#### [EXERCISE GOAL]
Summarize the workplace injury assignment below in two sentences.

#### [SOURCE]
..........

IS428 2016-17 Term1 Assign2 Liu Bowei
Contents
Introduction
For this assignment, the dataset I will be using will be the WPI dataset provided on the assignment wiki page. As this is a dataset about Work Place Injury, my theme of interest would therefore be closely related. Workplace fatality has been on the rise in recent years, increasing to 1.9 fatalities per 100,000 workers, and projected to hit 2.2 this year. This does not bode well for Singapore, with our large number of foreign workers, such negligence can be interpreted as them being mistreated. As such, the theme of interest I have chosen for this project are issues related to accidents at work.
Data Cleaning
I have identified three initial questions for investigation:
1.Is there a relationship between the nature of work (e.g How dangerous the work is) and number and severity of accidents?
2.Does a difference in working experience affect the number and severity of accidents?
3.Does the age of the worker affect how prone he is to work place injury?
Before any analysis is to be done on this dataset, the data must first be cleaned. The first step towards data cleaning would be to identify missing values. In this project, I will be using jmp for this purpose. After loading the WPI dataset into jmp, I made use of the Tables->Missing Data Pattern function.
For a quick overview, I dragged all columns into the Add Columns box in the Missing Data Pattern Window.
Due to some columns having a large number of missing values: 975 records have the column Accident Type Level 2 missing 520 records have the columns Org SSIC, 3-digit SSIC and 2-digit SSIC missing 148 records have the columns Org SSIC, 3-digit SSIC and 2-digit SSIC and Accident Type Level 2 missing
As columns Org SSIC, 3-digit SSIC and 2-digit SSIC and Accident Type Level 2 have a large number of missing values, I will be refraining from using these columns in my visualization.

..........

#### [EXTRACTED DATA]
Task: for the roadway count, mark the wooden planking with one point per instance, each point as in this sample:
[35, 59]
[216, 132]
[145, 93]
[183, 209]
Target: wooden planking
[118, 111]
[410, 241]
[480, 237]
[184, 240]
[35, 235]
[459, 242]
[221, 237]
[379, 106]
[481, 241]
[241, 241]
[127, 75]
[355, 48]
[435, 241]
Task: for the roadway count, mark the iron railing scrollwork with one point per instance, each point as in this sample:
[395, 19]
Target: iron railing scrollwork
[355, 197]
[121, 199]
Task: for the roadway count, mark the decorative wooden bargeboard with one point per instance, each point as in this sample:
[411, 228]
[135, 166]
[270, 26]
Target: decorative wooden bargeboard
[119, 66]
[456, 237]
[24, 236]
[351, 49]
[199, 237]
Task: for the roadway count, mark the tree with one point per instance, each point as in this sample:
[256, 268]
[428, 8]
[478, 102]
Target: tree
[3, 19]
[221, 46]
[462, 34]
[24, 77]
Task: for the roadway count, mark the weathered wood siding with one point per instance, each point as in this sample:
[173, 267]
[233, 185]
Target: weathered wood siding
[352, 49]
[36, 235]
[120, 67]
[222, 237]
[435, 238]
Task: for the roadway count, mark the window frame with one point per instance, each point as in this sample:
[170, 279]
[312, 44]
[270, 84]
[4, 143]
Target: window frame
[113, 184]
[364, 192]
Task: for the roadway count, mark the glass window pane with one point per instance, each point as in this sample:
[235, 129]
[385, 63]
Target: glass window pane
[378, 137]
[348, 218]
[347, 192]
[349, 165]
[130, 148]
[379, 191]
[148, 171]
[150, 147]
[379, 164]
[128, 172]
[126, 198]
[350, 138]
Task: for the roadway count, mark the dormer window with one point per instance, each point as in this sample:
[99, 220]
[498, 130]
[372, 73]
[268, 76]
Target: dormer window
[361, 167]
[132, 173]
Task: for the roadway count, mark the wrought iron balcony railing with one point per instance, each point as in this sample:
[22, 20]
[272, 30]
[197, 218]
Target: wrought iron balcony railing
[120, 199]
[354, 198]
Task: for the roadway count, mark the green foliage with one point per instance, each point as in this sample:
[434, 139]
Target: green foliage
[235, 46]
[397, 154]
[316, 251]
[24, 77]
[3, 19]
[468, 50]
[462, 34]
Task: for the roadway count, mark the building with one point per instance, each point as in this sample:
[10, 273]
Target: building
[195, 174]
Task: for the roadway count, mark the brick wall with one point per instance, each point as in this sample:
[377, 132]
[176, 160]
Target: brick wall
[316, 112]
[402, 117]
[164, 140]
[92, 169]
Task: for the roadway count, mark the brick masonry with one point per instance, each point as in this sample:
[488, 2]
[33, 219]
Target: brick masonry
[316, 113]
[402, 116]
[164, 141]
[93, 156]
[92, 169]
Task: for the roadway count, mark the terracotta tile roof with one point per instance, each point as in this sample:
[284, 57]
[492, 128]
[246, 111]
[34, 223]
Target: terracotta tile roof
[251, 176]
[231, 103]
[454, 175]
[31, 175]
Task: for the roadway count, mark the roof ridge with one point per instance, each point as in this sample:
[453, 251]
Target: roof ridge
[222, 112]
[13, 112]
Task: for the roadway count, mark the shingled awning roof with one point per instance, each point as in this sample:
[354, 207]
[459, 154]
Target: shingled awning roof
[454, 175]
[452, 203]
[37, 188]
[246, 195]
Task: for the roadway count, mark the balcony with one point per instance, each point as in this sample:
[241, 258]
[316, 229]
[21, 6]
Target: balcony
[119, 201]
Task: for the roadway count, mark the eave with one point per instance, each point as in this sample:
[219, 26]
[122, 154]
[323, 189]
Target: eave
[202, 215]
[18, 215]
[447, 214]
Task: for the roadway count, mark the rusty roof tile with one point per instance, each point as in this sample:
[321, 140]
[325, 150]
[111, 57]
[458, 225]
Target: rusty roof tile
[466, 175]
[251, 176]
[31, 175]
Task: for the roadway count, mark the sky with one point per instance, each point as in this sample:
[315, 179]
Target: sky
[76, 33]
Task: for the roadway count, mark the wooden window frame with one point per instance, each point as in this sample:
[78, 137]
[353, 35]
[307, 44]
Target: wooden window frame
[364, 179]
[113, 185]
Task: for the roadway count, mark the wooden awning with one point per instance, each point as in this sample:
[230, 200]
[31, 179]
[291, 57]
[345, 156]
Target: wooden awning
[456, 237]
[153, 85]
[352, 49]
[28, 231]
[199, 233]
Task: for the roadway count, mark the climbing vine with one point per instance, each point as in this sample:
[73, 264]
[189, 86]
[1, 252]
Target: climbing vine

..........

#### [RESULT OF THIS TASK]
The workplace injury assignment uses the Work Place Injury dataset to look at accidents at work, noting that workplace fatalities have risen to 1.9 per 100,000 workers and are projected to hit 2.2. It asks whether the nature of work, working experience and age affect accidents, and after jmp's Missing Data Pattern function shows many missing values in Org SSIC, 3-digit SSIC, 2-digit SSIC and Accident Type Level 2, it leaves those columns out of the visualization.